Task statement. What follows is a listing. Return every line of it exactly.

Exercise materials.
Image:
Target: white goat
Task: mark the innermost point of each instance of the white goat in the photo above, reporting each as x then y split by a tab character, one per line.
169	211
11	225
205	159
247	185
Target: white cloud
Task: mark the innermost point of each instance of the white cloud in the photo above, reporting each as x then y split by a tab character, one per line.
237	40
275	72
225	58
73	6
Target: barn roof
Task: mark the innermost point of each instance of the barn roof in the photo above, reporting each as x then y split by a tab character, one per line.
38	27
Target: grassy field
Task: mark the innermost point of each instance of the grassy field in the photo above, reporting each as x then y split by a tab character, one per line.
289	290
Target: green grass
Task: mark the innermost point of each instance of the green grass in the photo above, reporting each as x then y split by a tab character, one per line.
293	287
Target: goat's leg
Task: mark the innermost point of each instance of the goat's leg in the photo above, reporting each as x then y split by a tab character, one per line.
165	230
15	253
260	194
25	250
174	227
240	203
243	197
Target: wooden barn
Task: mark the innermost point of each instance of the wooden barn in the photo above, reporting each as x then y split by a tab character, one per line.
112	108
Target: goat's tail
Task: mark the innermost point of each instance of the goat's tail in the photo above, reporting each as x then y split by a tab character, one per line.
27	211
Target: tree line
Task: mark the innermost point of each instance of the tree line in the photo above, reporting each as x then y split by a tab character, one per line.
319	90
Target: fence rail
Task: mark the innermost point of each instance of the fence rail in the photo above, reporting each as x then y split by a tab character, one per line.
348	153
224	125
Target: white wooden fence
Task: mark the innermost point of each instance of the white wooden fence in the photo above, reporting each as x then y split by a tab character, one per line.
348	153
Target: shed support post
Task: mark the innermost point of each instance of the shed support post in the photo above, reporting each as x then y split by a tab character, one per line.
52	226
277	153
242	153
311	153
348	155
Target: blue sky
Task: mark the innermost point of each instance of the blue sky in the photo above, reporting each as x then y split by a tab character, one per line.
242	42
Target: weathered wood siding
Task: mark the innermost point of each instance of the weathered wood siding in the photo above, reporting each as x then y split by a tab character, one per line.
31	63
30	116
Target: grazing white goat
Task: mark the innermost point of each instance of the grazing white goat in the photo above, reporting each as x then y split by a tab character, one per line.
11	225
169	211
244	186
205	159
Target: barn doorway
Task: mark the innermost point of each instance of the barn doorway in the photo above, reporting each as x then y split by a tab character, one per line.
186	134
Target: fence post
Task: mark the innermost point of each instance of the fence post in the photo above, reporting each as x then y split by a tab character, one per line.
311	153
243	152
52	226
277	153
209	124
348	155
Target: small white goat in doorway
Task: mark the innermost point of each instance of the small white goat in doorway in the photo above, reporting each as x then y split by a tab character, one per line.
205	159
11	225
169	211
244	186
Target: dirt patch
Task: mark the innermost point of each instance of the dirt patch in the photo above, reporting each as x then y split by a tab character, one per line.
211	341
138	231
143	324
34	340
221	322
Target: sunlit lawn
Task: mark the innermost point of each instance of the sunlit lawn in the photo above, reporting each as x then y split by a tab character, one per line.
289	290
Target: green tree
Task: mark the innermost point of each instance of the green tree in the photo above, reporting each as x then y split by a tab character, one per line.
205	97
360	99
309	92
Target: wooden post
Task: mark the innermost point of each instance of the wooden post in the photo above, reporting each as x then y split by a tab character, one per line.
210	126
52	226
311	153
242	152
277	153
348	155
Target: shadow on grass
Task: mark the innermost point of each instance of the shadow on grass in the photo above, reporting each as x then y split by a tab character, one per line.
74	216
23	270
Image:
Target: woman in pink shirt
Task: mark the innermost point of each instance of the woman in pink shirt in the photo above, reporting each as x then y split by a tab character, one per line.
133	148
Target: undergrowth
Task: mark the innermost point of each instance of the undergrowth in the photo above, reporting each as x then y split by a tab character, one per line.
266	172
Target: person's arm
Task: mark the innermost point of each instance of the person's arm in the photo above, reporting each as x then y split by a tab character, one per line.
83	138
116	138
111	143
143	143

Answer to the task.
Image:
Target: white goat
Task: mark the innermost point of each instance of the white goat in the photo above, reporting each as x then y split by a tab character, one per line.
169	211
11	225
205	159
247	185
Target: white cloud
Task: mark the innermost point of each instance of the white cloud in the photo above, reporting each as x then y split by a tab character, one per line.
237	40
275	72
225	58
73	6
Target: barn roof
Task: mark the innermost point of each instance of the barn roof in the photo above, reporting each as x then y split by a tab character, one per line.
38	27
Target: grassy field
Task: mark the innermost point of each instance of the grassy field in the photo above, reporting each as x then y split by a tab character, one per line.
289	290
Target: green grass
Task: mark the innermost point of each instance of the green grass in the photo above, reporting each as x then y split by a tab character, one per line.
293	287
Target: goat's leg
Task: mark the innermost point of each instance of the goat's leg in the photo above, reporting each as x then y split by a tab character, one per line.
165	230
15	253
260	194
25	250
174	227
240	203
243	197
Target: wooden barn
Task: mark the innermost point of each instance of the wooden barn in the photo above, reporting each as x then y split by a tab character, one per line.
112	108
Target: goat's tail
Task: mark the innermost point of each instance of the goat's tail in the photo above, reporting each as x then y split by a tab character, one per line.
27	211
Target: tree line
Task: mark the innermost point of each instance of the tree line in the photo above, reporting each as x then y split by a tab character, one per line.
319	90
Target: fence rail
Task: mark the innermost point of each instance of the fence rail in the photo above, reporting each as x then y split by a tab character, one per line.
348	153
224	125
Target: white wooden fence
Task: mark the innermost point of each instance of the white wooden fence in the photo above, reporting each as x then y split by a tab character, one per line.
348	153
Target: shed support post
Task: mark the innermost point of each instance of the shed support post in the photo above, reporting each as x then y split by a tab character, one per line.
52	226
277	153
242	153
311	153
348	155
Target: blue sky
Task: mark the innermost point of each instance of the blue sky in the photo above, reporting each as x then y split by a tab character, one per line.
242	42
Target: weathered wood siding
Task: mark the innermost point of each instance of the weathered wood siding in the photo above, reporting each as x then y split by a tab character, one per line.
31	63
30	116
Target: grazing white goat
Task: mark the innermost point of each instance of the grazing white goat in the photo above, reporting each as x then y split by a tab character, one per line.
11	225
169	211
244	186
205	159
Target: barn doorway
Task: mark the innermost point of each instance of the barn doorway in the photo above, reporting each as x then y split by a tab character, one per line.
186	134
Target: fence post
Task: mark the innermost point of each instance of the fence post in the photo above, reporting each as x then y split by a tab character, one per line.
311	153
243	152
52	226
277	153
209	124
348	155
Target: small white goat in doorway
Task: mark the innermost point of each instance of the small white goat in doorway in the photo above, reporting each as x then y split by a tab character, one per line.
205	159
11	225
169	211
244	186
Target: dirt patch
Task: mark the innermost point of each instance of the dirt patch in the photo above, reporting each as x then y split by a tab character, one per line.
211	341
138	231
143	324
34	340
221	322
Target: sunlit lawn
Task: mark the innermost point of each instance of the sunlit lawn in the photo above, reporting each as x then y split by a tab character, one per line.
289	290
Target: green tree
Task: mark the innermost point of each instance of the green tree in the photo above, reporting each as x then y split by a tab character, one per line.
205	97
360	99
309	92
Target: wooden post
Task: mark the innermost point of each instance of the wooden post in the photo above, reporting each as x then y split by a tab character, one per line.
210	126
52	226
311	153
242	152
277	153
348	155
Target: shadow on grass
Task: mark the innermost point of each instance of the shadow on grass in the photo above, reporting each as x then y split by a tab character, one per line.
74	216
23	270
Image:
Target: woman in pink shirt
Task: mark the innermost point of each instance of the woman in pink shirt in the photo above, reporting each as x then y split by a tab character, one per line.
133	148
Target: undergrowth
Task: mark the innermost point of each instance of the undergrowth in the photo above, reporting each as x then y split by a tab character, one per line.
266	172
Target: person's arm
Task: mark the innermost point of each instance of the person's arm in the photo above, reporting each as x then y split by a tab character, one per line.
83	138
116	138
111	143
143	143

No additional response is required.